Extracted entries -
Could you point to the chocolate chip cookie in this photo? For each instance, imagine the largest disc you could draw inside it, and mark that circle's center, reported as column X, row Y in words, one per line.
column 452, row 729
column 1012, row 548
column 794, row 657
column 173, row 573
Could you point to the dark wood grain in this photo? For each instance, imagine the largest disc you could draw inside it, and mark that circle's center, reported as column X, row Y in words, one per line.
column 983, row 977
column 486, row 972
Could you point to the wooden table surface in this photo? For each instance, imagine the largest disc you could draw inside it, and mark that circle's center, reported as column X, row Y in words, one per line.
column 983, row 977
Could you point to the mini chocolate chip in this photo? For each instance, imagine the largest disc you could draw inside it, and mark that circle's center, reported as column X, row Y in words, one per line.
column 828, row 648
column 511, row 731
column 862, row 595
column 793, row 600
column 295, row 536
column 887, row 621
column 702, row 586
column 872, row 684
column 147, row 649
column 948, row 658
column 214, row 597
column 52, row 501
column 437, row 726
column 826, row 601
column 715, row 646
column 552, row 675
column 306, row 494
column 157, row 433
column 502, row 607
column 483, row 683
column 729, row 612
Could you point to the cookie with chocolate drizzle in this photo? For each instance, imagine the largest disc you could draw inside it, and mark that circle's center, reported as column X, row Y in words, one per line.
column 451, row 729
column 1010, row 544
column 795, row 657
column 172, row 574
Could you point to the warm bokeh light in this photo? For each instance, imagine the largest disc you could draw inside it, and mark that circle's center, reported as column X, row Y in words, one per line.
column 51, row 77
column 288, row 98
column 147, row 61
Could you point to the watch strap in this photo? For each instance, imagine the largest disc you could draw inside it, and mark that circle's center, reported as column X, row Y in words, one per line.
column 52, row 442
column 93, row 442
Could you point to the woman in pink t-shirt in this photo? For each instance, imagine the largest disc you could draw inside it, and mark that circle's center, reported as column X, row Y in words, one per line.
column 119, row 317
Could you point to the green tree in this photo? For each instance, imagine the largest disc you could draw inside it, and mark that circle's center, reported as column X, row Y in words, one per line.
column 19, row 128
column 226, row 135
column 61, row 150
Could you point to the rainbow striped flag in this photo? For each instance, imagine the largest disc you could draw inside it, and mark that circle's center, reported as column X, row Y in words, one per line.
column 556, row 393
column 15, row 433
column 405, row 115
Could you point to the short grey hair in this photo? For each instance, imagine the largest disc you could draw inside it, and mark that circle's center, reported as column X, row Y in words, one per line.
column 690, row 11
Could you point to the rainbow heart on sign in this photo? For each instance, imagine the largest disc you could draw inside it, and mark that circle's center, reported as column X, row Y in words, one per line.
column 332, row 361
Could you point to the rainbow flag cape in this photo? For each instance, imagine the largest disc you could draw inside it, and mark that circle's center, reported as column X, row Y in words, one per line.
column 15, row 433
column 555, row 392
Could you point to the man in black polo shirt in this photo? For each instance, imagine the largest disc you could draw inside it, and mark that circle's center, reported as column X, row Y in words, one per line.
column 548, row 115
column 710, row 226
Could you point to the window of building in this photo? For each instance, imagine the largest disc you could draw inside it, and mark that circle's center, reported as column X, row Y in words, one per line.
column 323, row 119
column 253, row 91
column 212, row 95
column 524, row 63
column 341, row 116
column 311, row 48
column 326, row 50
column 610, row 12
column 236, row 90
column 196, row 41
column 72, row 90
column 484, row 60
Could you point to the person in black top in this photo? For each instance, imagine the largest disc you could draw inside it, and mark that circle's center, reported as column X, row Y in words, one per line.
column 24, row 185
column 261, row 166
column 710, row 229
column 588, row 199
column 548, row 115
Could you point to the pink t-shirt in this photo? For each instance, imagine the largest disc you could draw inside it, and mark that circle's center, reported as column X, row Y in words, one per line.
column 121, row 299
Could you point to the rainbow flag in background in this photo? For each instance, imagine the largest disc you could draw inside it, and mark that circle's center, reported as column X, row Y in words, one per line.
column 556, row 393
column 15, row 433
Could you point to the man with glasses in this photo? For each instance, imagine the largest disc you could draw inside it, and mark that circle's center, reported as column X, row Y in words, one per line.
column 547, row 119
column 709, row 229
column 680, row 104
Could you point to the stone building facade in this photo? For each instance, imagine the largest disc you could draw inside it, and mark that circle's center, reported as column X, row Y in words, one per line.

To do - Restate the records, all of them, precisely as written.

Result of this task -
Could you point to the chocolate chip cookie in this photo? For each instance, imagine the largest disc you could draw inside it, and mark that circle's center, reported as column X, row Y in words, one per line.
column 452, row 729
column 1012, row 548
column 794, row 657
column 173, row 573
Could you point to the dark wood grain in this photo? For each instance, imagine the largest disc you could draw inside it, and mark that circle's center, reported as column X, row Y in words, one per line.
column 983, row 977
column 486, row 972
Could you point to the wooden table surface in this photo? For each instance, imagine the largest disc you could draw inside it, and mark that circle's center, reported as column X, row Y in words, one per line.
column 983, row 977
Could you point to the mini chocolate chip in this photo? For each instance, imagine the largest disc you could draw inside it, and mark that circle's center, reported as column X, row Y in words, one per line.
column 828, row 648
column 511, row 731
column 862, row 595
column 793, row 600
column 295, row 536
column 887, row 621
column 702, row 586
column 872, row 684
column 147, row 649
column 948, row 658
column 214, row 597
column 52, row 501
column 437, row 726
column 826, row 601
column 715, row 646
column 552, row 675
column 306, row 494
column 157, row 433
column 502, row 607
column 483, row 683
column 729, row 612
Could you point to the cookie with chocolate drizzle in this photo? For each instance, imagine the largest disc you could draw inside it, and mark that circle's center, reported as column X, row Y in words, one per line.
column 451, row 729
column 1010, row 544
column 795, row 657
column 172, row 574
Could you point to the warm bokeh light in this photo? For each instance, imagine the largest disc you could draw inside it, and mark that circle's center, reported as column X, row Y in words, one per line.
column 51, row 77
column 288, row 98
column 147, row 61
Could you point to the watch strap in this photo? For each instance, imagine the largest disc you could draw inside it, and mark that circle's center, reported as column X, row Y in words, one per line.
column 52, row 442
column 93, row 442
Could you point to the woman in pink t-shirt in this photo? For each instance, imagine the largest disc you could draw inside it, and mark that circle's center, reported as column X, row Y in words, one per line.
column 119, row 317
Could you point to the green tree in this photo? For each instance, imagine the largest disc you could draw inside it, and mark that circle's center, reported as column X, row Y in words, one per line.
column 19, row 128
column 226, row 135
column 61, row 150
Could you point to the rainbow striped flag in this photo? For each instance, imagine the largest disc you could draw inside it, and mark that circle's center, reported as column X, row Y in words, one per line.
column 556, row 393
column 15, row 433
column 405, row 115
Could you point to the short grey hair in this photo? For each instance, imagine the largest disc you could draw inside it, and mark that circle's center, reported as column X, row Y in words, one per line.
column 690, row 11
Could you point to the rainbow heart on sign in this photo? For each instance, imagine the largest disc you could draw inside it, and mark that circle's center, reported as column X, row Y in words, one per line.
column 332, row 361
Could you point to the rainbow flag cape in this photo? For each instance, imagine the largest disc you could draw inside it, and mark that circle's center, reported as column X, row Y in words, one per line.
column 15, row 433
column 555, row 392
Could you point to the man in black polo shirt in this photo? For each instance, imagine the largest disc you could draw inside it, and mark that circle's center, reported as column X, row Y in words, one per line.
column 548, row 115
column 710, row 226
Could you point to the window of building in this photo? For each instance, imagine the largest disc you could draw inside it, and mark that circle's center, reported as column X, row Y in words, one per line.
column 323, row 119
column 253, row 91
column 212, row 95
column 524, row 63
column 341, row 116
column 311, row 48
column 326, row 50
column 610, row 12
column 236, row 90
column 196, row 41
column 72, row 90
column 484, row 60
Could you point to the person in black top in this photo? For each instance, imagine the largest disc you could draw inside it, and mark that circle's center, reported as column X, row Y in words, one per line.
column 24, row 185
column 261, row 166
column 710, row 229
column 588, row 199
column 548, row 115
Could you point to the pink t-shirt in this photo? For each instance, imagine the largest disc you could draw inside it, and mark that circle's center, reported as column X, row Y in words, one per line.
column 121, row 299
Could you point to the rainbow flag in background in this photo? For each instance, imagine the largest disc you could draw inside it, and mark that circle's center, reported as column X, row Y in words, one per line.
column 556, row 393
column 15, row 433
Could you point to the man with glasses in this photo? For each instance, imagine the largest disc you could draw inside it, and mark that circle's center, reported as column X, row Y in words, one per line.
column 547, row 119
column 709, row 229
column 680, row 104
Could you point to the stone building facade in this photo? For each instance, imagine the largest disc you could draw inside it, and mark that circle's center, reported as column X, row Y in words, one per line.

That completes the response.